- **SET EXERCISE**
Repeat every record below exactly as it appears.

- **TASK INPUTS**
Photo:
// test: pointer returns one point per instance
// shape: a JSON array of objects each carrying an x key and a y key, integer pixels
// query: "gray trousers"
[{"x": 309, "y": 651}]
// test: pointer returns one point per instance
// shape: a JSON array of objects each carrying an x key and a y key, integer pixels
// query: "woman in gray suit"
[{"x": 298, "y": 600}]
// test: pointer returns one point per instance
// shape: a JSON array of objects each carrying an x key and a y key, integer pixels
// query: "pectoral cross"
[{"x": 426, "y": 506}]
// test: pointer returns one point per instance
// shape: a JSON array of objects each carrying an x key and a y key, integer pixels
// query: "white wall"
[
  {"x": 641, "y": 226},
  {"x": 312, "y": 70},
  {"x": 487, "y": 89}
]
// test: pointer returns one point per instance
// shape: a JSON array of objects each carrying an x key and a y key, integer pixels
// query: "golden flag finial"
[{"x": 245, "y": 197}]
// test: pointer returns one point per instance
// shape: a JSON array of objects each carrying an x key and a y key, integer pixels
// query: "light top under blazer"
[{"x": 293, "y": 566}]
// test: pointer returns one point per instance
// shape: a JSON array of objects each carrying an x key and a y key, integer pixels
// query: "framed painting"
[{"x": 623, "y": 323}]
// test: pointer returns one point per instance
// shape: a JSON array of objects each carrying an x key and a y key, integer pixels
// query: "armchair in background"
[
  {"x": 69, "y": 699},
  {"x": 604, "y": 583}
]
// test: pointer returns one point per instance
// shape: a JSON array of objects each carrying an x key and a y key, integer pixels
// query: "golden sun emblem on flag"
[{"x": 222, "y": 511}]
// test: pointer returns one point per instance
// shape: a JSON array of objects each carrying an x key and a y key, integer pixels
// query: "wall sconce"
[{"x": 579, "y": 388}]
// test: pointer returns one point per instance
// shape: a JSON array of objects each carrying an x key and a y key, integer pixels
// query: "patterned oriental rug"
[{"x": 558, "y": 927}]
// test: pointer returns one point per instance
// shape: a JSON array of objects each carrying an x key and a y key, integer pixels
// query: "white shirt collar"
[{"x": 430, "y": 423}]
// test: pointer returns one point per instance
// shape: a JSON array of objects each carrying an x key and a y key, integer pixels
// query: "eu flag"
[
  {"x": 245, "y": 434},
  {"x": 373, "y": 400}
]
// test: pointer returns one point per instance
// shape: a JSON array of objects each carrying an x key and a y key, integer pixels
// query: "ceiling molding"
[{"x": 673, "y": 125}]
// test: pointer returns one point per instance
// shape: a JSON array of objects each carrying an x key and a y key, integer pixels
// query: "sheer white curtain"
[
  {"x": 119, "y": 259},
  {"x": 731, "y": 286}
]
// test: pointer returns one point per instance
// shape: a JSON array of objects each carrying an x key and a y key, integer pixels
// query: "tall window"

- **RESPONSE TO THE TASK**
Photo:
// test: pointer returns one point per instance
// shape: a JSON array of objects each carrying an x key and a y key, integer pixels
// query: "gray trousers"
[{"x": 309, "y": 651}]
// test: pointer returns one point per instance
// shape: a JSON array of objects each carrying an x key and a y key, integer pixels
// query: "woman in gray suit"
[{"x": 298, "y": 600}]
// test: pointer returns one point per instance
// shape: a JSON array of objects each carrying an x key and a y key, integer pixels
// query: "pectoral cross"
[{"x": 426, "y": 506}]
// test: pointer returns one point per instance
// shape: a JSON array of objects each carrying an x key and a y key, integer pixels
// query: "white wall"
[
  {"x": 641, "y": 226},
  {"x": 312, "y": 70},
  {"x": 487, "y": 89}
]
// test: pointer returns one point per instance
// shape: a JSON array of objects each carrying an x key and a y key, integer pixels
// query: "golden flag finial"
[{"x": 245, "y": 197}]
// test: pointer returns one point per instance
// shape: a JSON array of objects each carrying an x key and a y key, integer pixels
// query: "light top under blazer"
[{"x": 293, "y": 566}]
// test: pointer returns one point per instance
// shape: a JSON array of objects each carrying an x key and a y key, integer pixels
// query: "framed painting"
[{"x": 623, "y": 323}]
// test: pointer returns one point per instance
// shape: a JSON array of objects each carrying an x key and a y key, integer pixels
// query: "armchair in background"
[
  {"x": 69, "y": 699},
  {"x": 604, "y": 583}
]
// test: pointer returns one point per instance
// shape: a JSON array of objects each carrying an x key and a y key, integer pixels
// query: "golden sun emblem on flag"
[{"x": 222, "y": 511}]
// test: pointer returns one point per instance
// shape: a JSON array of objects each carrying an x key and a y key, integer pixels
// query: "wall sconce"
[{"x": 579, "y": 388}]
// test: pointer returns one point per instance
// shape: a JSON array of objects each carrying an x key and a y key, integer pixels
// query: "patterned oriental rug"
[{"x": 558, "y": 927}]
// test: pointer returns one point per instance
// shape: a JSON array of objects each carrying an x key and a y key, integer pixels
// query: "white shirt collar"
[{"x": 430, "y": 423}]
// test: pointer returns one point per instance
// shape: a JSON array of objects each carrying an x key and a y key, integer pixels
// query: "eu flag"
[
  {"x": 245, "y": 434},
  {"x": 373, "y": 400}
]
// test: pointer returns one point per instance
// shape: a JSON array of objects each carrying an x key and a y key, integer pixels
// query: "ceiling molding"
[{"x": 673, "y": 125}]
// test: pointer returns one point per instance
// shape: a JSON array of objects each carrying an x key and a y key, integer pixels
// query: "sheer white curtain"
[
  {"x": 119, "y": 259},
  {"x": 731, "y": 286}
]
// test: pointer returns one point per instance
// shape: a JSON array of objects each carrying an x key and a y key, integer pixels
// query: "tall window"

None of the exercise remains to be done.